Tarea propuesta
Retoma el texto sobre el poeta José Watanabe y continúalo a partir de su última oración.

Texto proporcionado
• • • • •

José Watanabe
Que estés en los cielos Que estés en los cielos

Por Carlos M. Sotomayor
Fuente: Correo, Lima 27/04/07

José Watanabe era un hombre sosegado, apacible. No necesitaba “agitarse”, como diría el narrador Enrique Prochazka, para demostrar las evidentes bondades de su quehacer poético (La piedra alada, uno de sus últimos poemarios, alcanzaría, por sus elevadas ventas, el rótulo de Best-seller en el siempre difícil mercado español).

El Wata, como lo llamaban sus amigos, desplegaba en cada conversación aquella serenidad y sabiduría oriental que lo hacían entrañable. Tan entrañable que su temprana partida –inimaginable entre quienes lo apreciábamos– nos ha colmado de una inmensurable tristeza. Un cáncer a la garganta nos ha privado para siempre de su compañía.

Quizás pocos sepan que antes de consolidarse como poeta, Watanabe transitó por la Escuela de Bellas Artes de Trujillo y por la facultad de arquitectura en la Universidad Villarreal de Lima. Sin embargo, el destino ya le había reservado un lugar de privilegio en la poesía peruana.

Vitalidad poética

En 1971 obtuvo el premio Poeta Joven del Perú con su ópera prima Album de familia. Emparentado generacionalmente con Hora zero y Estación reunida (dos grupos poéticos que marcaban hegemonía en los setenta), Watanabe no pertenecería a ninguno, a pesar de ser amigo de ambos; reafirmando así, en su insularidad, la particularidad de su voz poética. Bromearía luego, diciendo que si no firmó alguno de aquellos manifiestos grupales quizás fue porque aquel día se encontraba agripado. Pasarían 18 años para la aparición de El huso de la palabra, publicado en 1989 bajo el sello Colmillo blanco. Luego se sucederían Historia natural (1994), Cosas del cuerpo (1999), Habitó entre nosotros (2002), La piedra alada (2005) y Banderas detrás de la niebla (2006). Libros que perfilarían su talento poético, anclado en la contemplación y en las revelaciones. O como lo resumía espléndidamente en unos versos de su último libro: “Entonces vi banderas que alguien, a lo lejos, agitó detrás de niebla./ Quedé deslumbrado y mudo. Ninguna apostilla sobre la belleza hablará realmente de aquellas banderas”.

• • • • •

Datos proporcionados
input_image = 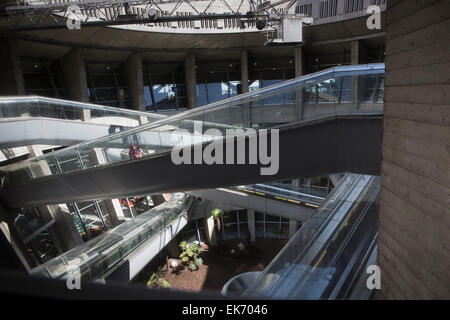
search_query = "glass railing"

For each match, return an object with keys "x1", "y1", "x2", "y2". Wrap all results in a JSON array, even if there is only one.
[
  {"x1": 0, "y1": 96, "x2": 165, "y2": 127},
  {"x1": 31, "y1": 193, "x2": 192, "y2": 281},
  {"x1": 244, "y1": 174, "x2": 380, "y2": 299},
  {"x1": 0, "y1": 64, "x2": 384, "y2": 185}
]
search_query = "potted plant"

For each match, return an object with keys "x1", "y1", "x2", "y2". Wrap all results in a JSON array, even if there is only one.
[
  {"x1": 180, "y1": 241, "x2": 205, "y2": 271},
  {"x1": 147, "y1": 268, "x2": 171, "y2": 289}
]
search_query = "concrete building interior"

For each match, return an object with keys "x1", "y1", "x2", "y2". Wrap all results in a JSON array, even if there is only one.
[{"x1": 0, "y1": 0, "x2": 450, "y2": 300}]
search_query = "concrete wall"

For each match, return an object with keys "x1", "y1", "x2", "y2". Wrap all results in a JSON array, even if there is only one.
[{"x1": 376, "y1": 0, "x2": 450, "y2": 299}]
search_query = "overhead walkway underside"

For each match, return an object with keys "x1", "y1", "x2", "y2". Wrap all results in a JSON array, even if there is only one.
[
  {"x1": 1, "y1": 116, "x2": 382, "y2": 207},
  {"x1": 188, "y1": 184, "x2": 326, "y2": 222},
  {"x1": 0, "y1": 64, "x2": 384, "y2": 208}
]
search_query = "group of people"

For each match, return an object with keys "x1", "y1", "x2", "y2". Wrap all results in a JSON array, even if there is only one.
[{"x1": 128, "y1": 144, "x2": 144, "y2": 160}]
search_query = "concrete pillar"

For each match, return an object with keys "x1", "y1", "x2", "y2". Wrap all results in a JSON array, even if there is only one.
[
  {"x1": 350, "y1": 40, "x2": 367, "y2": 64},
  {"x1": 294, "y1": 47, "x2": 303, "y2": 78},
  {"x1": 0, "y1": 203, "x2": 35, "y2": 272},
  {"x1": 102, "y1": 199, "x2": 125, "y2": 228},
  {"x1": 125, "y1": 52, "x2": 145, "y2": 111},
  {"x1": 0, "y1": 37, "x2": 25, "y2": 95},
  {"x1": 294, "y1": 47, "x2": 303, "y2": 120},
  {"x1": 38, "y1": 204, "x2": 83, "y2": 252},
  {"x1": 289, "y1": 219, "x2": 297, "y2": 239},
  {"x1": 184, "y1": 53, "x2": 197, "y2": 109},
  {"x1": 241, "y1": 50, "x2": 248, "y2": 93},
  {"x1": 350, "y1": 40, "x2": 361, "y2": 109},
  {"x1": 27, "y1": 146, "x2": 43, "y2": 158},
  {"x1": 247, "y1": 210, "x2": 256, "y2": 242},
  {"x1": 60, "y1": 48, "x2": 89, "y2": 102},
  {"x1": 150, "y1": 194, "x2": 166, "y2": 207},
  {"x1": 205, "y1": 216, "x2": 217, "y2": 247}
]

• • • • •

Resultado
En Laredo, su tierra natal, aprendería desde pequeño el valor de la contemplación en largas y silenciosas caminatas junto a su padre, como me contaría alguna vez.

“No se puede amar lo que tan rápido fuga./ Ama rápido, me dijo el sol./ Y así aprendí, en su ardiente y perverso reino, a cumplir con la vida”, reza su célebre poema El guardián del hielo. Conocí a Watanabe a inicios del nuevo milenio y ya en la primera charla el afecto se hizo mutuo. Las visitas a su casa no fueron abundantes –a pesar de la invitación perenne del poeta–, pero por suerte seguí la lección del sol. Y cada encuentro con él, marcaba la renovación de mi aprecio y admiración. Tan sincera y entusiasta como la primera vez que contemplé, maravillado, el deslumbramiento de sus versos.